Top of Data

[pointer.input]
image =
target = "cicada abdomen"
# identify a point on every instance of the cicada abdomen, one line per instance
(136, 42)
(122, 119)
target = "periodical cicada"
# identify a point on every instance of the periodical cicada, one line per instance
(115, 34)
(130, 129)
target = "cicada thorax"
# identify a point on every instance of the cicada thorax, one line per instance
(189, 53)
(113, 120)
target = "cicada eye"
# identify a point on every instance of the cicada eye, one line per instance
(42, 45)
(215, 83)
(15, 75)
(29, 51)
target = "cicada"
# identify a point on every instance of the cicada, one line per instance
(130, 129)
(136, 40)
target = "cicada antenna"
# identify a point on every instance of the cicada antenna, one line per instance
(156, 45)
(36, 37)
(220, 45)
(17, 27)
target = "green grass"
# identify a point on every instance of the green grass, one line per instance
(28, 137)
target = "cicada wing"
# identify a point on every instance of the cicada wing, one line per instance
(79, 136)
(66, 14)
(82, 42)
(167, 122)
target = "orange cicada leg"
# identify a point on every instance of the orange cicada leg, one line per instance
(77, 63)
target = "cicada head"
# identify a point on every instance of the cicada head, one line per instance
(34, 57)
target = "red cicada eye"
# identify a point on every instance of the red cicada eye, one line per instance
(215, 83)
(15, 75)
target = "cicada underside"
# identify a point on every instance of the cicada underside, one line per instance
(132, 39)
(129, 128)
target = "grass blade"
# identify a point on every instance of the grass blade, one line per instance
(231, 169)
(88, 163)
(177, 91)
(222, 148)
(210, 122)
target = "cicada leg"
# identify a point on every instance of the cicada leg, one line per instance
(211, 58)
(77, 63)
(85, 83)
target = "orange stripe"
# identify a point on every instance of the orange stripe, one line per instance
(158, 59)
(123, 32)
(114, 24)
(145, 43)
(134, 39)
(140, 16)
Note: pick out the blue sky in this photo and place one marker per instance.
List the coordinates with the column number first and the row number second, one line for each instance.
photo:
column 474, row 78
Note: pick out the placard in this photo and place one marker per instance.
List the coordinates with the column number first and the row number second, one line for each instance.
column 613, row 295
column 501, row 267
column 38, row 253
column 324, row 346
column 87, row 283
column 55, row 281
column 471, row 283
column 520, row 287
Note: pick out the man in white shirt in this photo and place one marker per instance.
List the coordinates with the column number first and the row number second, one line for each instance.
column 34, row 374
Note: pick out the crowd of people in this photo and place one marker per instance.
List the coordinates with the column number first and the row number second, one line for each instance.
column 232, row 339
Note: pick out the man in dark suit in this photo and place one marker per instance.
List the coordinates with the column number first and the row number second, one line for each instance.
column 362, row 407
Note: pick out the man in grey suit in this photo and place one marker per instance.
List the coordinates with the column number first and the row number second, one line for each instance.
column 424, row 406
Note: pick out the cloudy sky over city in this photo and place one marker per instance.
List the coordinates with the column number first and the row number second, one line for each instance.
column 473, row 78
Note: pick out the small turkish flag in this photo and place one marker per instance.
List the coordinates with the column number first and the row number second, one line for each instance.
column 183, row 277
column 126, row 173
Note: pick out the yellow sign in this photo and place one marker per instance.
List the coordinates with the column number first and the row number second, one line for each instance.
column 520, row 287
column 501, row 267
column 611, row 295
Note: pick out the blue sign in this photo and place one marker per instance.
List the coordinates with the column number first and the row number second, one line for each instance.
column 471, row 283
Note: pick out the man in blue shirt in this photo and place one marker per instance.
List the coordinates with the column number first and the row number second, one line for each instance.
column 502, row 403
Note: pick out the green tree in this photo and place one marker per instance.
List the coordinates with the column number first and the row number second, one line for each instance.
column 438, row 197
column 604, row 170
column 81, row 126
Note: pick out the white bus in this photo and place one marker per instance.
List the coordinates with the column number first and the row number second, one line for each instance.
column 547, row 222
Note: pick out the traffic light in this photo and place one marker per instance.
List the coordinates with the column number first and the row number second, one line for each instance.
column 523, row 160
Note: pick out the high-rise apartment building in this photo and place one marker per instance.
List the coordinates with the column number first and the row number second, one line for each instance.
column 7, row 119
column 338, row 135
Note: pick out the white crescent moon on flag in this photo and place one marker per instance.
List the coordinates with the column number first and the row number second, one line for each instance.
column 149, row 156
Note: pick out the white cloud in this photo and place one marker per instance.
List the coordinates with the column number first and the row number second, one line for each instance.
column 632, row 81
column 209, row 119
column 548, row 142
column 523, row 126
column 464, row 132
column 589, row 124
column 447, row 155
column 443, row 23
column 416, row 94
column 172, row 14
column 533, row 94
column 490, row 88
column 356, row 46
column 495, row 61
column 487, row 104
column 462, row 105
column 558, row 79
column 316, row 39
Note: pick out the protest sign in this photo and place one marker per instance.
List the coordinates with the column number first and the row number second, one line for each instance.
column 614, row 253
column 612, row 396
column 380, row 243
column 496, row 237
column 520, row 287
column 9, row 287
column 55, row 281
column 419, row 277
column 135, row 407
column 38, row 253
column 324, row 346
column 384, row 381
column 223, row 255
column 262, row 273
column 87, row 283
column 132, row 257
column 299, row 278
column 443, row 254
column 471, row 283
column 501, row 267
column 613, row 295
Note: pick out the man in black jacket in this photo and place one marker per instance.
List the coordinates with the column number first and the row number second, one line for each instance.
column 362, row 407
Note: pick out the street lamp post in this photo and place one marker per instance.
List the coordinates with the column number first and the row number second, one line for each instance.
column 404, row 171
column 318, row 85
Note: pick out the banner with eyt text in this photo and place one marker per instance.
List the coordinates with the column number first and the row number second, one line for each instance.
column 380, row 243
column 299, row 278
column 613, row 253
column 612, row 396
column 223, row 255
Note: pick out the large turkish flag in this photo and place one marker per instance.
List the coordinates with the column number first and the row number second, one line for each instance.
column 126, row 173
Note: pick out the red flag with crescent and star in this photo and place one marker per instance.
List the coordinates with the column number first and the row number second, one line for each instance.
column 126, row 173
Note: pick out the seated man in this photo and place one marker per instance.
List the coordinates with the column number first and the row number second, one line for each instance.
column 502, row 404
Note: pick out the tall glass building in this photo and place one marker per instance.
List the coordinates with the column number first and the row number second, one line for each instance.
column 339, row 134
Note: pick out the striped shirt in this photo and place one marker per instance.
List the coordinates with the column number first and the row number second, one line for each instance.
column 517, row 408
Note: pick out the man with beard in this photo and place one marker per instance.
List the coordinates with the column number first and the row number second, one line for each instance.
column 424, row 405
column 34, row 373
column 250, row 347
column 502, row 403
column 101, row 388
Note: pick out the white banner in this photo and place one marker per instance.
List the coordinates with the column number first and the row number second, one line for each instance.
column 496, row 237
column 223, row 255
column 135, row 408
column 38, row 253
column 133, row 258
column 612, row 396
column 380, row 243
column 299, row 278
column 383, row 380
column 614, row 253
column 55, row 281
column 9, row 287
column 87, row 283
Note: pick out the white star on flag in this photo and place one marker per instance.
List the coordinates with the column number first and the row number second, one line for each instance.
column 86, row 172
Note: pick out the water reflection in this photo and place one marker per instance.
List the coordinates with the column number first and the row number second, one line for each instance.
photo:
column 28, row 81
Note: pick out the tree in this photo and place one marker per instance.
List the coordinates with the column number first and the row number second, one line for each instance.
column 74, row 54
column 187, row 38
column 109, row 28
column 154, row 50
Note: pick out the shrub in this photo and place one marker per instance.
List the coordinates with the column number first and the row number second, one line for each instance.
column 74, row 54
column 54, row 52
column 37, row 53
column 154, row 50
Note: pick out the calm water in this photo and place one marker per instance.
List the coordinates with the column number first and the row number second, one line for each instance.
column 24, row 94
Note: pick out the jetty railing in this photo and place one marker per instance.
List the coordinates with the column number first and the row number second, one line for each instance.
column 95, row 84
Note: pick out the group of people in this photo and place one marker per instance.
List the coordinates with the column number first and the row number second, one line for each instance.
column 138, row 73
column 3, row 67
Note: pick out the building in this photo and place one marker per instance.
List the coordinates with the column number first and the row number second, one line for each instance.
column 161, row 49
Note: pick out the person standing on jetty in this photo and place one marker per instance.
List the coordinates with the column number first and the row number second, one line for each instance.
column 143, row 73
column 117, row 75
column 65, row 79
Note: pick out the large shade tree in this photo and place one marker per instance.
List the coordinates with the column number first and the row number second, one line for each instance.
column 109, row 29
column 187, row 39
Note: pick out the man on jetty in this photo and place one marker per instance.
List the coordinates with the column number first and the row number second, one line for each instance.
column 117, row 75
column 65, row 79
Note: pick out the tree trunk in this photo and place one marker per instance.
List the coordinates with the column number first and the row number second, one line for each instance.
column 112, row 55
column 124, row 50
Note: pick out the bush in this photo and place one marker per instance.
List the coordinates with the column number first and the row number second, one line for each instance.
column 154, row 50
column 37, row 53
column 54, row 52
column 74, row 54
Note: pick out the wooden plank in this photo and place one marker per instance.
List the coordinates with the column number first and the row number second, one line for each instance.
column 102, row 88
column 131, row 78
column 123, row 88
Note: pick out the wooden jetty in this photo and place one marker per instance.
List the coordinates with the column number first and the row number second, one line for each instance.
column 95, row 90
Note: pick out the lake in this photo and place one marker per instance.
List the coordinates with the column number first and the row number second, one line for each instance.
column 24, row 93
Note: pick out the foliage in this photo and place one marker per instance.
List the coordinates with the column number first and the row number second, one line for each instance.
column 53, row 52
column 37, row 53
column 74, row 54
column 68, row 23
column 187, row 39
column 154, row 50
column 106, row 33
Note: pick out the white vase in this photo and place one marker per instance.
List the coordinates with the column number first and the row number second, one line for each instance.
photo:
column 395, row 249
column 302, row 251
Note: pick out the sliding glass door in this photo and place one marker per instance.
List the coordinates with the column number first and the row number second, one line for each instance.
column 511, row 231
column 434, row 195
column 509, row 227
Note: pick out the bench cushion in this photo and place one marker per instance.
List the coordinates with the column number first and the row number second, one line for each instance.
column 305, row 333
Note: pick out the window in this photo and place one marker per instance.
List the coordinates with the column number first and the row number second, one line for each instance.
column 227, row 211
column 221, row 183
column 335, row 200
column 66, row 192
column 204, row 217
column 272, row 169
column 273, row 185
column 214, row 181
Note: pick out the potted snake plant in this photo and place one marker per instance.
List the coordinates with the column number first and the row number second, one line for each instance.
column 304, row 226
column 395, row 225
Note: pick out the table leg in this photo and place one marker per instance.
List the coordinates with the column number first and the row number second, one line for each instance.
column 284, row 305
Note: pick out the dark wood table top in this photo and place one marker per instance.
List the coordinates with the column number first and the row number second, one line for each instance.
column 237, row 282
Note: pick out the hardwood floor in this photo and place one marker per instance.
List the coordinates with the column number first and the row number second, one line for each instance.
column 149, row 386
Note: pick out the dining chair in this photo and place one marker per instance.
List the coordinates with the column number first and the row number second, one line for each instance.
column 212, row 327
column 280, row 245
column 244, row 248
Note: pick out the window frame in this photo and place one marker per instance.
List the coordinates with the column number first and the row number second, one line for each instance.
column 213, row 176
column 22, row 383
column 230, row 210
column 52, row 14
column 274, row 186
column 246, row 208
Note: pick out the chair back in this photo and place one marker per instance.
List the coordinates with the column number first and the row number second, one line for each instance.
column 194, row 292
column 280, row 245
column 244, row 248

Bottom of Data

> Work instruction
Give only the number of lines above holding "chair".

> Exercise answer
2